* _DOCUMENT SEGMENT_:
===============
Vandana Hemant Chavan (born 6 July 1961), is an Indian politician and advocate. She is a member of the Parliament of India, representing Maharashtra in the Rajya Sabha (Upper House of the Indian Parliament). She is from the Nationalist Congress Party (NCP) and has been a member of Parliament since 2012.

Early life
Vandana Chavan was born in Pune, where she spent her early childhood. Her father, the late Vijayarao Mohite was a veteran lawyer and her mother Jayashree Mohite retired as a part-time lecturer in law. She is married to Hemant Chavan, a prominent lawyer. Her sister Vinita Kamte was married to the late Ashok Kamte, a martyr in the 26/11 Mumbai attack.

Political career
She was elected mayor of Pune for the period of March 1997 – 1998. In that period she was Vice-Chairperson of All India Council of Mayors and also she was Chairperson of Maharashtra State Mayor, President and Councillors Organisation.  As mayor, she incorporated the concept of the Bio Diversity Park (BDP) into the development plan of the fringe villages, amid resistance from within and outside her party. Suresh Kalmadi who initially mentored her and gave her a break in politics, Chavan preferred to shift to the NCP.
===============
* _GIVEN MATERIAL_:
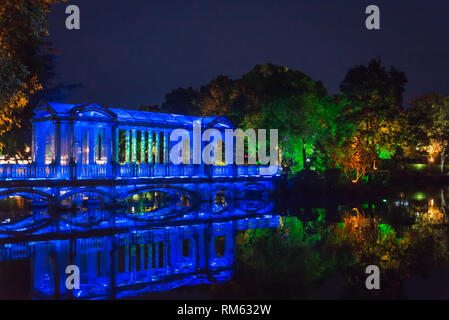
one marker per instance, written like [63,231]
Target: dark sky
[131,52]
===============
* _WHAT THIS EXERCISE ASKS_:
a. According to the Vandana Chavan biography, in which city was she born?
b. Repeat the Vandana Chavan biography between "Political career" and "to the NCP.", inclusive.
c. Name every person other than Vandana Chavan herself who is mentioned in the Vandana Chavan biography.

* _RESPONSES PER TASK_:
a. Pune

b.
Political career
She was elected mayor of Pune for the period of March 1997 – 1998. In that period she was Vice-Chairperson of All India Council of Mayors and also she was Chairperson of Maharashtra State Mayor, President and Councillors Organisation.  As mayor, she incorporated the concept of the Bio Diversity Park (BDP) into the development plan of the fringe villages, amid resistance from within and outside her party. Suresh Kalmadi who initially mentored her and gave her a break in politics, Chavan preferred to shift to the NCP.

c.
- Vijayarao Mohite
- Jayashree Mohite
- Hemant Chavan
- Vinita Kamte
- Ashok Kamte
- Suresh Kalmadi